:: Excerpt to read ::
I was gonna buy a WLSE to help with rogue detection but came to realize I don't 
care that much about RF rogue detection anyway - we don't have the staff to run 
around with "geiger counter" apps to track them down, so I can't find their LAN 
MAC to shut down the port the information is not too useful.

I guess at the end of the day I still trust hands on real world observations 
and measurements by experienced engineers more than I do software guesses about 
what's right. That having been said, if someone can demonstrate more 
consistently reliable service via a dynamic RF environment orchestrated by 
controllers than a well-designed static one I'm all for it.  Lord knows survey 
data is stale by the time you get back to your office with it.

:: Listed records ::

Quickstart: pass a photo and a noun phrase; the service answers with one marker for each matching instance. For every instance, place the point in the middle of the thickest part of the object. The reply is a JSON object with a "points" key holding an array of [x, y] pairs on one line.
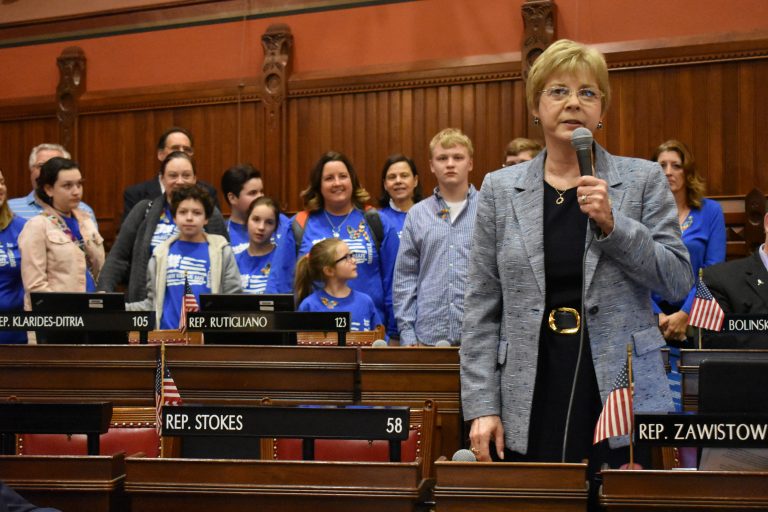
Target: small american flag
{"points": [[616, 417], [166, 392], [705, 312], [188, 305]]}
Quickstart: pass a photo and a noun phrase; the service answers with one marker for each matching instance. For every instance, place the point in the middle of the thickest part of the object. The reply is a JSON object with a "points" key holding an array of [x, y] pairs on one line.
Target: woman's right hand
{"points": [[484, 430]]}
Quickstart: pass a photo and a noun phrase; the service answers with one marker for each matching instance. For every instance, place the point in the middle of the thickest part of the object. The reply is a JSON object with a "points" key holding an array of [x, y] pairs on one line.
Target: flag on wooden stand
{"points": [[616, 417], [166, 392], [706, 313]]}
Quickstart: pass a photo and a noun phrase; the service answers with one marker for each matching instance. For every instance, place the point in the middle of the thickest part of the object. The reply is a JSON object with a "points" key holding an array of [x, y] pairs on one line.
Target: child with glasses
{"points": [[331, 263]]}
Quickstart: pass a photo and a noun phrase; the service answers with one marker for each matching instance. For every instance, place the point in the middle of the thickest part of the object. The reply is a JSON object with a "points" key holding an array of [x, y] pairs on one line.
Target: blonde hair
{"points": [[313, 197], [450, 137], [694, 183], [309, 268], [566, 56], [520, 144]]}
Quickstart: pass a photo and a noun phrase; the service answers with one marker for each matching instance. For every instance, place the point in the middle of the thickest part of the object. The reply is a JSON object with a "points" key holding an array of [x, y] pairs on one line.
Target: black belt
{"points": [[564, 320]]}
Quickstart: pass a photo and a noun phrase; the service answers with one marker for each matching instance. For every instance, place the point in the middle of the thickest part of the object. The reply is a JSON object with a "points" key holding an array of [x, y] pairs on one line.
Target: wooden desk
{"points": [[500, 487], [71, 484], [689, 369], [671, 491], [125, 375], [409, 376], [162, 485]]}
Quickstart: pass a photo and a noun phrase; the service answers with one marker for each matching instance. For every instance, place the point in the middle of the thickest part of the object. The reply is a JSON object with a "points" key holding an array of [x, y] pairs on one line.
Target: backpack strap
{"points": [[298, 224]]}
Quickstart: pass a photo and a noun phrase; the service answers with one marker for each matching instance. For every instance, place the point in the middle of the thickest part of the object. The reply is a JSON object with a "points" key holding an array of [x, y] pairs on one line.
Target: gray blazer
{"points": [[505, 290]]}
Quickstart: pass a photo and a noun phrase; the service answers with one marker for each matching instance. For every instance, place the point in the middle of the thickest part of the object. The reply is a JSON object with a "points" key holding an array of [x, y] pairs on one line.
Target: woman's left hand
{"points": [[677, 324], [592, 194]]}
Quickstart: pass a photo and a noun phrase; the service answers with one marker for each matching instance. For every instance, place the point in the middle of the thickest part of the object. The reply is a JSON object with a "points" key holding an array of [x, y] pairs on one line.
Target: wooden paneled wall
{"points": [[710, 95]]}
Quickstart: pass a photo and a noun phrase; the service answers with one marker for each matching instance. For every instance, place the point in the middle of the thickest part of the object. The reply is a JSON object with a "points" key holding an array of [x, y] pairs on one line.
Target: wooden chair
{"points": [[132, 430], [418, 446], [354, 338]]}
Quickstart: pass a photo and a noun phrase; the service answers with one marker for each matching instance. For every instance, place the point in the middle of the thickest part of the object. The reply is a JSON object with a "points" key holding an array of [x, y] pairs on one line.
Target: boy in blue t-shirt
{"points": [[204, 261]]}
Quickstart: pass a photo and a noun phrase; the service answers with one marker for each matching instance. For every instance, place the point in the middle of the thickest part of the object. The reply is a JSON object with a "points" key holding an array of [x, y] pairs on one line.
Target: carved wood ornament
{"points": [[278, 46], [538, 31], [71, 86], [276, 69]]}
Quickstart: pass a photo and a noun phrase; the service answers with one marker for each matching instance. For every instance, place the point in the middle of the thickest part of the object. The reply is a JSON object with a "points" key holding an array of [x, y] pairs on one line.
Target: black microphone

:: Task list ::
1) Reproduce the post about rogue detection from "I was gonna" up to and including "office with it.".
2) Take the post about rogue detection further, picking up after its final sentence.
The material comes from a different source than the post about rogue detection.

:: Exercise answers ::
1)
I was gonna buy a WLSE to help with rogue detection but came to realize I don't 
care that much about RF rogue detection anyway - we don't have the staff to run 
around with "geiger counter" apps to track them down, so I can't find their LAN 
MAC to shut down the port the information is not too useful.

I guess at the end of the day I still trust hands on real world observations 
and measurements by experienced engineers more than I do software guesses about 
what's right. That having been said, if someone can demonstrate more 
consistently reliable service via a dynamic RF environment orchestrated by 
controllers than a well-designed static one I'm all for it.  Lord knows survey 
data is stale by the time you get back to your office with it.

2)
Happy holidays all,

John

John J. Brassil | Network Engineer, Vanderbilt Data/Video Engineering
voice 615.322.2496  



> -----Original Message-----
> From: Dale W. Carder [mailto:[EMAIL PROTECTED] 
> Sent: Tuesday, December 06, 2005 3:23 PM
> To: WIRELESS-LAN@LISTSERV.EDUCAUSE.EDU
> Subject: Re: [WIRELESS-LAN] Cisco Self-Healing- does it work?
> 
> 
> Maybe I just wasn't clear enough not to start a debate!
> 
> I guess I'm just coming from the crusty old engineer approach of:
> 1) Identify problem
> 2) Identify solution
> 
> What problem are looking to solve with "Self-healing"?  Is it 
> worth it?
> 
> I would be very interested in what you find about how it 
> reports what it detects plus what it's doing about it so that 
> the operational staff knows exactly what is going on.  Does 
> it push information via syslog, snmp trap, etc, or do you 
> have to query it?  Is it actually doing the right thing?  How 
> do you manage and maintain it? How can it be integrated with 
> your other systems?
> 
> I also hope to steer away any .edu from WLSE/WLSM who hasn't 
> already deployed it.  As others have noted, it is doomed.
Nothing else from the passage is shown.